Stated task: Output the records below as a two-column CSV with the header row request,outline and one row for each request. Put the request text in the first column and its answer in the second, wrapping each in quotes and turning line breaks into spaces.

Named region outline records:
^^^^^^^^

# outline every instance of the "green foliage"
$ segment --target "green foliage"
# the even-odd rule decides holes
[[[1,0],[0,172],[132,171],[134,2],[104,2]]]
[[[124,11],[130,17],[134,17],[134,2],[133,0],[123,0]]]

^^^^^^^^

Full solution:
request,outline
"# outline every instance of the ""green foliage"" $ segment --target ""green foliage"" # the even-odd rule decides holes","[[[1,0],[0,172],[132,171],[134,2],[104,2]]] [[[124,11],[130,17],[134,17],[134,2],[133,0],[123,0]]]"